▶ Dokumenttext
--------------------------------------------------

Die wichtigsten Punkte, die zu den politischen Gütern zählen, sind "die Bereitstellung von Sicherheit, eine Rechtssystem, dass in Streitfällen ein Urteil fällt, die Bereitstellung der Infrastruktur für Ökonomie und Kommunikation, Sozialhilfeleistungen und die Möglichkeit einer zunehmenden Teilnahme (der Bürger) in den politischen Prozess."[8]
Hinzu kommt, dass eine weitverbreitete korrupte Verwaltung dafür gesorgt hat, dass die alte Bürokratie nicht effektiv funktioniert. Nach dieser Definition müssen wir den afghanischen Staat als eine "uneffektive" Institution, einen "failed state" bezeichnen.
Da die Staatsbildung eine Bedingung der Nationsbildung ist, kann in Afghanistan auch die Nationsbildung als erfolglos bezeichnet werden. Ein Zeichen der Erfolglosigkeit der Nationsbildung ist das Fehlen einer einheitlichen Identität unter den Bürgern eines geografischen Raumes. Mit anderen Worten wird "der Zustand einer uneffektiven und gescheiterten Nationsbildung in einer multiethnischen Gesellschaft weiter verschärft. In solchen Gesellschaften definiert sich jede Einheit aufgrund ihrer Religion, Schicht, Sprache oder Ethnie getrennt von anderen."[9]
Individuen und Gruppen definieren ihre Identität aufgrund von regionalen, ethnischen, sprachlichen und örtlichen Zugehörigkeiten. Schetter schreibt: "Die afghanische Geschichte wurde immer mit einer paschtunischen Lesart geschrieben."[10] Dies bedeutet, dass auch im Prozess der Nationsbildung versucht wurde, die ethnischen Muster der Paschtunen heranzuziehen, um die Nationsbildung zu bestimmen. Dazu gehören z. B. "nationaler Tanz" (Atan) und "nationale Tracht"(Pirahan Tunban).
Vor diesem Hintergrund kann vielleicht festgestellt werden, dass der Bürgerkrieg der 1990er Jahre ein weiterer Versuch der afghanischen Völker war, ihre eigene Identität wiederzufinden. Es waren Ethnien, die im Laufe der Geschichte an den Rand gedrückt worden waren und nach dem Sturz vom Präsidenten Najibullah die Gelegenheit für eine neue unabhängige Identitätsbildung nutzten.

--------------------------------------------------

Beantworten Sie anhand des Textes über Staats- und Nationsbildung in Afghanistan die folgenden Fragen:
1. Wodurch funktioniert die alte Bürokratie laut dem Text nicht effektiv?
2. Welcher Tanz wird als Beispiel für einen „nationalen Tanz“ genannt?
3. Nach dem Sturz welchen Präsidenten nutzten an den Rand gedrückte Ethnien die Gelegenheit für eine neue unabhängige Identitätsbildung?

▶ Bereitgestellte Daten
--------------------------------------------------

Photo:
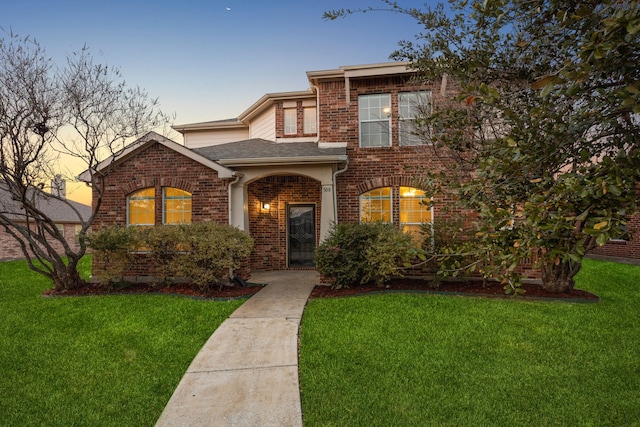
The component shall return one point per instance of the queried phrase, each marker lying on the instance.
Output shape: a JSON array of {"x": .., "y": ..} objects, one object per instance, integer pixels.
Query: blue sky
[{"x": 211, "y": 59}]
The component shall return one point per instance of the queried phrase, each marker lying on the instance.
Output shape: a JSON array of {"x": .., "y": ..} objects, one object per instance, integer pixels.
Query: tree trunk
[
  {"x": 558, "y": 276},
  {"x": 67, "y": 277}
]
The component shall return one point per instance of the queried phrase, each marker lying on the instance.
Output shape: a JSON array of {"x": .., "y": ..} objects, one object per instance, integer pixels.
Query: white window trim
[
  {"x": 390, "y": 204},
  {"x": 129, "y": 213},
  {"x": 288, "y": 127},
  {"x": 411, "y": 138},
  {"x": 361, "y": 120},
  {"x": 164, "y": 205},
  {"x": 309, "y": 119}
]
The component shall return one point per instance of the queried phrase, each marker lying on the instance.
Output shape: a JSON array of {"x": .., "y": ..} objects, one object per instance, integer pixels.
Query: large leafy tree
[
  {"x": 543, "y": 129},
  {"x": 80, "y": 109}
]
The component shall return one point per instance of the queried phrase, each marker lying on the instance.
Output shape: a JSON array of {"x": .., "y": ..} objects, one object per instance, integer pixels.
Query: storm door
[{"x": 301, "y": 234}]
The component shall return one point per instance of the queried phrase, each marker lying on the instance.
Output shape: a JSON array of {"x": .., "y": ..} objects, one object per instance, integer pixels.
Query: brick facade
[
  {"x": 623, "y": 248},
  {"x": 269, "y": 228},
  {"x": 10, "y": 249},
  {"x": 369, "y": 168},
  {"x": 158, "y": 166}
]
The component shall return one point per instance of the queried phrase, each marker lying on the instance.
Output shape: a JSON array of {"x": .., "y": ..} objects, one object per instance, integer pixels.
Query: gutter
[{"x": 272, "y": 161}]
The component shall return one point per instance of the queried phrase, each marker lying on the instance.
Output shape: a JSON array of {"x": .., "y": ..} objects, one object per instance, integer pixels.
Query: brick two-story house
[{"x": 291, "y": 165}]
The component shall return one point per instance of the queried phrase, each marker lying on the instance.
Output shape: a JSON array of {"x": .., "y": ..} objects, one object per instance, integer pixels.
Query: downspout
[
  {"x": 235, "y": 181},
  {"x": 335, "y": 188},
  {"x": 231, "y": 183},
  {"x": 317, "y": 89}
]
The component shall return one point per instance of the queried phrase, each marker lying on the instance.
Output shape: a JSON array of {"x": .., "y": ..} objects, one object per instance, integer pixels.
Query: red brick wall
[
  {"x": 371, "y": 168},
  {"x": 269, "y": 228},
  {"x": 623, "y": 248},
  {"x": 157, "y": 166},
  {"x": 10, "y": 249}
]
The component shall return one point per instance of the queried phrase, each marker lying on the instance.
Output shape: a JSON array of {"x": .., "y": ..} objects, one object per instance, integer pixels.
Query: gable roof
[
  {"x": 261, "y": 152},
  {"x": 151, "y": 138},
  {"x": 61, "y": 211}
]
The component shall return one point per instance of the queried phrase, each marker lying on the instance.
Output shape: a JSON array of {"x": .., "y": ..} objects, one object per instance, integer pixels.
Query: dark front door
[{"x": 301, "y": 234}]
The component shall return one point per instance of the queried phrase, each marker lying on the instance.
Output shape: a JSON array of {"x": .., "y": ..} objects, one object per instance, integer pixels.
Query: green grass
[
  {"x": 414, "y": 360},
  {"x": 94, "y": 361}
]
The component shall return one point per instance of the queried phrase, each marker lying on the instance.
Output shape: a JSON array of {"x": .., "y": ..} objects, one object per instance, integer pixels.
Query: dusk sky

--------------------------------------------------

▶ Korrekte Ausgabe
1. Durch eine weitverbreitete korrupte Verwaltung.
2. Atan.
3. Nach dem Sturz von Präsident Najibullah.